### [Directions]
A - In the medicare passage, what document did CNA president Dr. Marlene Smadu present to the House of Commons Standing Committee on Finance in October 2006?
B - Pick up the medicare passage after its last sentence and write the next paragraph.

### [Document section]
------------------------------------
The student doctors’ arguments received support from the traditional champions of medicare: Canadian nurses, the labour movement, and non-governmental organizations such as the Alberta Friends of Medicare, the Canadian Health Coalition and the Council of Canadians. The CNA encouraged its members to attend candidates’ meetings during the elections in 2004 and 2005–2006 and to ask the parties to clarify their positions on medicare. In October 2006, CNA president Dr. Marlene Smadu, a former assistant deputy minister in Saskatchewan’s health ministry, presented A Healthy Nation Is a Wealthy Nation to the House of Commons Standing Committee on Finance. This document summarized the view of nurses that health promotion, funding for the determinants of health and support for control of catastrophic drug costs were equally as important as wait times and fears about financial sustainability.
Maude Barlow, author of “Profit Is Not the Cure” and chair of the Council of Canadians, speaks to protesters rallying against the Canadian Medical Association’s privatization proposals in Charlottetown, Prince Edward Island, in August 2006.
------------------------------------
### [Dataset excerpt]
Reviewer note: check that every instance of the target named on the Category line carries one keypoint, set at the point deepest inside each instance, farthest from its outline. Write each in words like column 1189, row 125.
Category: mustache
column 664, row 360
------------------------------------
### [Results in order]
A - A Healthy Nation Is a Wealthy Nation

B -
The Canadian Press
In Alberta, the Friends of Medicare launched a campaign called Keep Medicare Public against the Klein government’s “third way,” which called for private health insurance and private health services in spite of evidence from around the world that these initiatives did not decrease costs or alleviate wait times. As Gil McGowan of the Alberta Federation of Labour pointed out, if Klein’s proposal was implemented, Alberta unions would have to bargain with employers to expand coverage of their members. This would simply off-load costs from the government to business and its employees while leaving those unable to afford private insurance or care in a deteriorating public system. Speaking for the Canadian labour movement, McGowan noted that it was because their predecessors had fought so strongly to create medicare that he and his colleagues wanted to preserve universal coverage based on need.